(Data for this task)
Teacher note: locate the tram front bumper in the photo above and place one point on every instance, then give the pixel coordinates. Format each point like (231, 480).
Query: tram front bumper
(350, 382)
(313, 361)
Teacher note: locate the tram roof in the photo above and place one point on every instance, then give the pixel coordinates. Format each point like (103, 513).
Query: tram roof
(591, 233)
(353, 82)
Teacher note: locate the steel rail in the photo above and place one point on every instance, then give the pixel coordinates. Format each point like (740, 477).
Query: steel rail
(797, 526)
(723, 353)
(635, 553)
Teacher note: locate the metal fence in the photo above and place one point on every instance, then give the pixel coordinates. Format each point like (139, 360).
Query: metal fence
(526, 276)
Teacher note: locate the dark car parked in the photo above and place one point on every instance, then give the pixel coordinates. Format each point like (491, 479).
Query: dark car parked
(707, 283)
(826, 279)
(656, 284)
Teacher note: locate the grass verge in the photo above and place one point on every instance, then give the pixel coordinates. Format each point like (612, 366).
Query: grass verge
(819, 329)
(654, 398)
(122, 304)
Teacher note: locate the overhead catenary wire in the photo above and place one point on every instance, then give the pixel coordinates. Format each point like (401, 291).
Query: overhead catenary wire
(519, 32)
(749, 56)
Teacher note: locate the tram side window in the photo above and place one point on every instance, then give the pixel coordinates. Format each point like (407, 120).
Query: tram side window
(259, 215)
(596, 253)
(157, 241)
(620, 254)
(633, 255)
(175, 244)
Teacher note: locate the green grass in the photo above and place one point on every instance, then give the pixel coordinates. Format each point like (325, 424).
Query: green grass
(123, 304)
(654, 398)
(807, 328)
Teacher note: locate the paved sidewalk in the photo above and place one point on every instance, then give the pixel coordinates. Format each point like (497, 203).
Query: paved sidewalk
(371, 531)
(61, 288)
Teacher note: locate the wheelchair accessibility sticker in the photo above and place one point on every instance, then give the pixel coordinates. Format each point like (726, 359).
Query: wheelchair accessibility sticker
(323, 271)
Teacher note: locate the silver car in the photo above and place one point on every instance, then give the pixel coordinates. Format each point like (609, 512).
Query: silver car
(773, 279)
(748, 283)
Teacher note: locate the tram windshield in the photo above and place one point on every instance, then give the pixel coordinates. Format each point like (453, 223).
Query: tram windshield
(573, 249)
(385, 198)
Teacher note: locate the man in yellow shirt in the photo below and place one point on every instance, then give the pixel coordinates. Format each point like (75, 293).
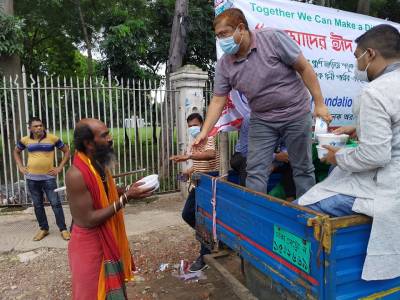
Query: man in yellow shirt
(40, 174)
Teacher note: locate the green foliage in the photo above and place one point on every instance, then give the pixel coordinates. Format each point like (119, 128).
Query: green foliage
(11, 35)
(48, 49)
(389, 9)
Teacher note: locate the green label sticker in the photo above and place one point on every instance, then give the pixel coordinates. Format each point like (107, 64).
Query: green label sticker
(292, 248)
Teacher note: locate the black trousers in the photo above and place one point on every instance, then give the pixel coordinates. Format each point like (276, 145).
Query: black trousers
(238, 163)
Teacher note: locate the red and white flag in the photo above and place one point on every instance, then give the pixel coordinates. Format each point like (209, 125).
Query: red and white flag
(235, 110)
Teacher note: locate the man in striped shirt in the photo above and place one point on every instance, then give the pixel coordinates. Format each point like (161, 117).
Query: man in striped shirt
(206, 160)
(40, 174)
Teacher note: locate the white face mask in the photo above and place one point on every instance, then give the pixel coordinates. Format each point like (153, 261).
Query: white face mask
(358, 74)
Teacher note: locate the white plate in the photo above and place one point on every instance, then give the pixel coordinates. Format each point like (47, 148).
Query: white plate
(150, 181)
(336, 140)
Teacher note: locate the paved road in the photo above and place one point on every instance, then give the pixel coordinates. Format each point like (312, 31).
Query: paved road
(17, 229)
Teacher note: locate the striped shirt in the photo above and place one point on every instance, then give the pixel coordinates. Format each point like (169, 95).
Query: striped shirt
(207, 165)
(40, 154)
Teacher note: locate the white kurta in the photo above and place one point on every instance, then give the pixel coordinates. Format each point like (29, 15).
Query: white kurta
(371, 173)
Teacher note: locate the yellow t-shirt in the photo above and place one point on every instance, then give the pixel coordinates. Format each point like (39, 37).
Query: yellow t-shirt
(40, 154)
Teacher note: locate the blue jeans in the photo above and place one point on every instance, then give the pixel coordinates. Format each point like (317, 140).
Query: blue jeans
(37, 188)
(336, 206)
(189, 216)
(263, 139)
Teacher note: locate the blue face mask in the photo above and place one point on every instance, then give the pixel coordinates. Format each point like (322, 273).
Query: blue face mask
(194, 131)
(228, 45)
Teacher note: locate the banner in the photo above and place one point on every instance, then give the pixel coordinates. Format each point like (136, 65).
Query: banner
(325, 36)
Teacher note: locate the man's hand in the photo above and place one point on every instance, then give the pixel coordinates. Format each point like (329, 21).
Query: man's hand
(350, 130)
(330, 158)
(54, 171)
(200, 141)
(135, 192)
(282, 157)
(322, 111)
(23, 170)
(180, 158)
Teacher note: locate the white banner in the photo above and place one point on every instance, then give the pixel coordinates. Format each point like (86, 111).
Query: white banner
(326, 37)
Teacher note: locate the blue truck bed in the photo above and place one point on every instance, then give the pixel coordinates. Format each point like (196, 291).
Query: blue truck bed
(304, 253)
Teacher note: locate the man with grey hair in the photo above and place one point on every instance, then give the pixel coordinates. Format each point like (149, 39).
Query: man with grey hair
(367, 178)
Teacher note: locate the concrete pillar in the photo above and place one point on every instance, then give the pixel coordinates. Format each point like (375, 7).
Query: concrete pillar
(189, 81)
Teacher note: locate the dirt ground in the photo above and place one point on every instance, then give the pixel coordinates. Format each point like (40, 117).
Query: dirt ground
(45, 274)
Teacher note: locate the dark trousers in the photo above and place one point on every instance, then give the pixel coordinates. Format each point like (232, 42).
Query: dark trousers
(37, 188)
(189, 216)
(238, 163)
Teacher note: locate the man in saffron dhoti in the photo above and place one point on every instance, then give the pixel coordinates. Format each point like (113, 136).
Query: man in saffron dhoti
(99, 255)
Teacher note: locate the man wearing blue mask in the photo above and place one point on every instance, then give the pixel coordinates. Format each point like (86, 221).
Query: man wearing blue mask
(367, 178)
(268, 67)
(206, 160)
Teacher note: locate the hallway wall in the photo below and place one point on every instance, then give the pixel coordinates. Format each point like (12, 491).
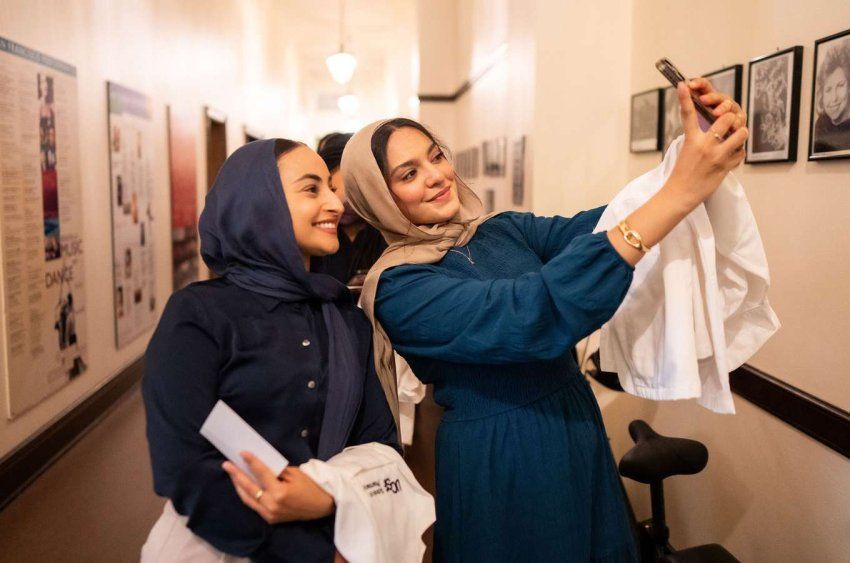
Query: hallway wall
(259, 62)
(769, 493)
(End Data for this task)
Task requirements. Each line of the listing that includes the word "below" should be copied out.

Worked solution.
Teacher note: locate the man in yellow shirt in the photo below and place one point on every instance, then give the pixel coordinates. Format each point like (75, 293).
Teacher note: locate the hallway wall in the photo below and place one point on every instance, then give the pixel coordinates. Format each point like (12, 491).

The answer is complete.